*** Block opens ***

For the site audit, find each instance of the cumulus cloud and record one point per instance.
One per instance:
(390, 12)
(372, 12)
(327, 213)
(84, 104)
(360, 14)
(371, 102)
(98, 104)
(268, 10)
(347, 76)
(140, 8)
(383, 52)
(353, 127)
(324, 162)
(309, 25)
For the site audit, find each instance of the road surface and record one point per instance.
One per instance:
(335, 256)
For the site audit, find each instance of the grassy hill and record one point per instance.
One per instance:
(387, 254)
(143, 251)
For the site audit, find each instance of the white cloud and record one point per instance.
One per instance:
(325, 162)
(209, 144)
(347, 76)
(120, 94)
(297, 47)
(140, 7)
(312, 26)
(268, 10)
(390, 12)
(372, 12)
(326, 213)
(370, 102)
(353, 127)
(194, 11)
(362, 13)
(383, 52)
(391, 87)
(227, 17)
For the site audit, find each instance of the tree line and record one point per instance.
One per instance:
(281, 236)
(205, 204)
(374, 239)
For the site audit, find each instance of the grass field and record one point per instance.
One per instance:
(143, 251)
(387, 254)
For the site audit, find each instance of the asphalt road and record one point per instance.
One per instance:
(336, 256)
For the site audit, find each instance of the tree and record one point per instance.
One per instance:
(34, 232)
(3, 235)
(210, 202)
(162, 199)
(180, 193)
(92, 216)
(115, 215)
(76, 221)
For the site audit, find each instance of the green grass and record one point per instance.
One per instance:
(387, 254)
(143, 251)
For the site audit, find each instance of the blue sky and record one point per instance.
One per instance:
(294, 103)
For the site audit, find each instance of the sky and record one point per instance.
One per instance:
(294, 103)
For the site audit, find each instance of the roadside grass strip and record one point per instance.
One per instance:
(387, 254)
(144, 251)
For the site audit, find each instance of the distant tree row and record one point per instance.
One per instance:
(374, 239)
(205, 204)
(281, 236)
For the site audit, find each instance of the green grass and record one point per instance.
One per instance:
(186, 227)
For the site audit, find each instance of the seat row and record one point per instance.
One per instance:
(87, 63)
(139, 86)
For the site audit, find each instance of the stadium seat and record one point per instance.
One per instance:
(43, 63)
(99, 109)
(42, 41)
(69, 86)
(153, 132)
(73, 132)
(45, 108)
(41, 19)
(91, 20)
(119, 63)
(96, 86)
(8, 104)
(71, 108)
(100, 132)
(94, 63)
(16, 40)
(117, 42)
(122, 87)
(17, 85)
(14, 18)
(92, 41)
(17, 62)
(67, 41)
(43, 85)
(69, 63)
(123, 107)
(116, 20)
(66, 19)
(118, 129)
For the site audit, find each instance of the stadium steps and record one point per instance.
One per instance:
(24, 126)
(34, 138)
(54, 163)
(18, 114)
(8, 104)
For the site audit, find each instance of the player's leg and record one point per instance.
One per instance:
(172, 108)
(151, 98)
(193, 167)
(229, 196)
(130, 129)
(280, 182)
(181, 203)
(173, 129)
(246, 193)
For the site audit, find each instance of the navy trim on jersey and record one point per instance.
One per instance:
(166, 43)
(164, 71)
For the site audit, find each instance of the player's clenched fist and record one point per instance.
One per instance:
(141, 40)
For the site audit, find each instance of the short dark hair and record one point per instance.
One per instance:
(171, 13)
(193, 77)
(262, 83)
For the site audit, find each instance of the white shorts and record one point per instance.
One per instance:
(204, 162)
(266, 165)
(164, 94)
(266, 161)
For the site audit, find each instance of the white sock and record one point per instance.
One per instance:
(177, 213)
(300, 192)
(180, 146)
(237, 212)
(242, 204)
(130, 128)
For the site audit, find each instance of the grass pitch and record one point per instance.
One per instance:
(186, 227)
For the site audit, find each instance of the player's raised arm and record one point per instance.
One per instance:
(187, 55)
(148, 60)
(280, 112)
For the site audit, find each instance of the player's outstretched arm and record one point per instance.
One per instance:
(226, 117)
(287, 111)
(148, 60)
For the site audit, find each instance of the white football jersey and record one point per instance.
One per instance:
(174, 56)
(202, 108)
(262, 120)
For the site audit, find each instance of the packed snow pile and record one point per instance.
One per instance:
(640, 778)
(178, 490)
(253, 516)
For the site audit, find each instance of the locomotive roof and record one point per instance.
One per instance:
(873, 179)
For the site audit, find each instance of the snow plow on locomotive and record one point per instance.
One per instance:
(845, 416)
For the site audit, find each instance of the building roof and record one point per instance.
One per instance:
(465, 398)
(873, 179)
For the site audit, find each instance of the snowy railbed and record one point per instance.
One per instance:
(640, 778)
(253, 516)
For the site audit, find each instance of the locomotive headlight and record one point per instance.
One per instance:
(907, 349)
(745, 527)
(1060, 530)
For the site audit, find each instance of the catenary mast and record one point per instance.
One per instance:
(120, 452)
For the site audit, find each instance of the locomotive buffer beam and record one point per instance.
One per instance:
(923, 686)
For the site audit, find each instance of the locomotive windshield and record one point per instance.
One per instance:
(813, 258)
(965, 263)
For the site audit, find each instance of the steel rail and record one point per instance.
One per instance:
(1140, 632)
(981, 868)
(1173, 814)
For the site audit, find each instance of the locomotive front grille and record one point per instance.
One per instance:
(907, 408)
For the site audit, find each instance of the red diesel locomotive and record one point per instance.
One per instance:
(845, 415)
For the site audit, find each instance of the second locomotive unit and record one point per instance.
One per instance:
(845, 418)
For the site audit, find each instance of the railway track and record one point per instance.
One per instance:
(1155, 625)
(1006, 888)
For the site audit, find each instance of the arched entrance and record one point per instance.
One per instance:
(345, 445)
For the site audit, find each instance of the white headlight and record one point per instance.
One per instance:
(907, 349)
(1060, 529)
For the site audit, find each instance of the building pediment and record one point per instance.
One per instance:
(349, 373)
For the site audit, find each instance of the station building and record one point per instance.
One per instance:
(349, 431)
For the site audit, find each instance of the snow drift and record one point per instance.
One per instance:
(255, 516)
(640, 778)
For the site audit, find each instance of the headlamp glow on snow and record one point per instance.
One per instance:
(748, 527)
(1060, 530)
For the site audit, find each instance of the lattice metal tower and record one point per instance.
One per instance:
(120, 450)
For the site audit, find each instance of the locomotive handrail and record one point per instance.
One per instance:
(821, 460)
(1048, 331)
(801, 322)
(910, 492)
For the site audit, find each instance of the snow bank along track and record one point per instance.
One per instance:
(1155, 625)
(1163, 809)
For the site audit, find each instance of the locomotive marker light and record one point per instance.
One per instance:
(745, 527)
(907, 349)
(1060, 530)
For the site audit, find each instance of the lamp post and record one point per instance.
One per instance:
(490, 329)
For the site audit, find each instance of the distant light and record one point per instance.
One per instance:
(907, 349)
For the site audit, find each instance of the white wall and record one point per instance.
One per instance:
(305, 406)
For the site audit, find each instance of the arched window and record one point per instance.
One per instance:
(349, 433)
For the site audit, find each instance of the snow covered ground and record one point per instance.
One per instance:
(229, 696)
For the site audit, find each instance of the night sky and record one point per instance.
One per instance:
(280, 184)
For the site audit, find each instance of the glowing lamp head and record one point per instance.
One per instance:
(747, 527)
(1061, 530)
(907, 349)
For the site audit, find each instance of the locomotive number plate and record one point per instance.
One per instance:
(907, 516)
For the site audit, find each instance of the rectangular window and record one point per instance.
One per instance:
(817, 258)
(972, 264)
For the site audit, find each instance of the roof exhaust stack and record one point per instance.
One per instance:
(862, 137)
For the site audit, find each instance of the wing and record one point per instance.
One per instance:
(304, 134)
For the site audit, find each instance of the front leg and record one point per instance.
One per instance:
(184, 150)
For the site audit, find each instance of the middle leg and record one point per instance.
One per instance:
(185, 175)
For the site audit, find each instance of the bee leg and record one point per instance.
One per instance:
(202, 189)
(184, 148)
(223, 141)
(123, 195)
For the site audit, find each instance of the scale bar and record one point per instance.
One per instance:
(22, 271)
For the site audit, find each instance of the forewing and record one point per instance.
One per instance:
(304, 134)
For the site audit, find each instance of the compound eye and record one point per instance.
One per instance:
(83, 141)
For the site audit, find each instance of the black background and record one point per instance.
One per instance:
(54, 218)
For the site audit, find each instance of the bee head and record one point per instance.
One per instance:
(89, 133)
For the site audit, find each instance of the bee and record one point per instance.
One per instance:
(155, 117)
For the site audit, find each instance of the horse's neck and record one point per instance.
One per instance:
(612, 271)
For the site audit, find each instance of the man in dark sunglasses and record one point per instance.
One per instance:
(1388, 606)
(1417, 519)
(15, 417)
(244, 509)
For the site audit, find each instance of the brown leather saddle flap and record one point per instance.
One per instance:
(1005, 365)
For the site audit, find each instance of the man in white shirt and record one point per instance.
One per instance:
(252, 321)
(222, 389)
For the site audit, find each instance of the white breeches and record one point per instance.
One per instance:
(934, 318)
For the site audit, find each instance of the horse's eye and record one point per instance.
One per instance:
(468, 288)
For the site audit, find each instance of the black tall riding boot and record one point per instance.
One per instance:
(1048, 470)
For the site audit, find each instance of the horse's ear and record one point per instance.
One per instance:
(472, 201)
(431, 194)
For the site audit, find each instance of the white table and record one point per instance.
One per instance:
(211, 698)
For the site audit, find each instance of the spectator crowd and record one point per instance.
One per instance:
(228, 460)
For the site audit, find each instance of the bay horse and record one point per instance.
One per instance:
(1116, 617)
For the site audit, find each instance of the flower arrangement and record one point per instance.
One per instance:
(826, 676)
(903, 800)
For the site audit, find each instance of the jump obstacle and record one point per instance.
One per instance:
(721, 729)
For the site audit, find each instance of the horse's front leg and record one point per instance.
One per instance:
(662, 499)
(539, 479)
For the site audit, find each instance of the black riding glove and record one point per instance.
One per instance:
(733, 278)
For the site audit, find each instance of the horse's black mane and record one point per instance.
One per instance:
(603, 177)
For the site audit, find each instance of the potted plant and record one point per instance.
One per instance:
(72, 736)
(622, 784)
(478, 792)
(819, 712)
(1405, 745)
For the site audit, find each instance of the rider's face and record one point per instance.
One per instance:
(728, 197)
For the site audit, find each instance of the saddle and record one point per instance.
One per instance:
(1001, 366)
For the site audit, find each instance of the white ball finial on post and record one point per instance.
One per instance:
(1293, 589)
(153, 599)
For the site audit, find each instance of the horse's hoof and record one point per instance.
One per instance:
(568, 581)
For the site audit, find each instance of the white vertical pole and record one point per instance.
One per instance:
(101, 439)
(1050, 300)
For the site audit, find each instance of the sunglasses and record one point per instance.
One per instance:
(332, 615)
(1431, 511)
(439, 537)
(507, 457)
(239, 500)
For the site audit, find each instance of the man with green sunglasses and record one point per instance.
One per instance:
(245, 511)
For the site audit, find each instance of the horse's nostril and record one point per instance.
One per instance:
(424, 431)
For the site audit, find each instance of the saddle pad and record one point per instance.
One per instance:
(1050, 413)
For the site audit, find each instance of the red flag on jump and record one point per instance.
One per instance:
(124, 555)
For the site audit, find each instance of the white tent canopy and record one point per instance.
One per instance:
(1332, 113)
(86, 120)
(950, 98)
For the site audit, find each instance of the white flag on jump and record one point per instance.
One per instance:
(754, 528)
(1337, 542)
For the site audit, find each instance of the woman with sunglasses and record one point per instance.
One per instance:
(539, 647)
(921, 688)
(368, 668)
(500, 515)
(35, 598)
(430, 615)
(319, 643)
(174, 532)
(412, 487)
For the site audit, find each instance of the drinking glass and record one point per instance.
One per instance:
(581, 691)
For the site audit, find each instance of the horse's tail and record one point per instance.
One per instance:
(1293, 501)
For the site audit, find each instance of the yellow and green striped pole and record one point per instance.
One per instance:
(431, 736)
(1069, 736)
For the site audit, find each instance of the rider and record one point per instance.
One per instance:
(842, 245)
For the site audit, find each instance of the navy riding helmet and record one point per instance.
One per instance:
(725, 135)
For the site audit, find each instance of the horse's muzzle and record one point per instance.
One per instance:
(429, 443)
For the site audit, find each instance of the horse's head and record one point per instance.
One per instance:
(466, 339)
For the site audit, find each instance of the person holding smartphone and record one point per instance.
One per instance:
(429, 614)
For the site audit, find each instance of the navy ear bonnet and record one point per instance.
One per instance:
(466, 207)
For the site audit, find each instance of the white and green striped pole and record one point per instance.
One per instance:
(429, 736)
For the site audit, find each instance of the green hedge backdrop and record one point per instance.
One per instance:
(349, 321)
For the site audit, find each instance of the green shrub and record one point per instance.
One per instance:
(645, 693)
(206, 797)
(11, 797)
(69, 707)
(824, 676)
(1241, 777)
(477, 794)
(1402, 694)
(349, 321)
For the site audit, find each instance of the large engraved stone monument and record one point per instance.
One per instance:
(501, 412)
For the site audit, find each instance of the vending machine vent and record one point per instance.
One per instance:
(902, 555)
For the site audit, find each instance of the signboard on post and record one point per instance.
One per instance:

*** Block closes ***

▸ TASK ITEM
Among the records, find every line with the word "saddle" and copy it.

▸ SOLUTION
For the site audit, find each instance of the brown leather saddle flap and record one point per instance.
For the site audit, find each instance of the saddle and record one point per instance.
For the site audit, find each instance of the saddle pad and record one point per instance.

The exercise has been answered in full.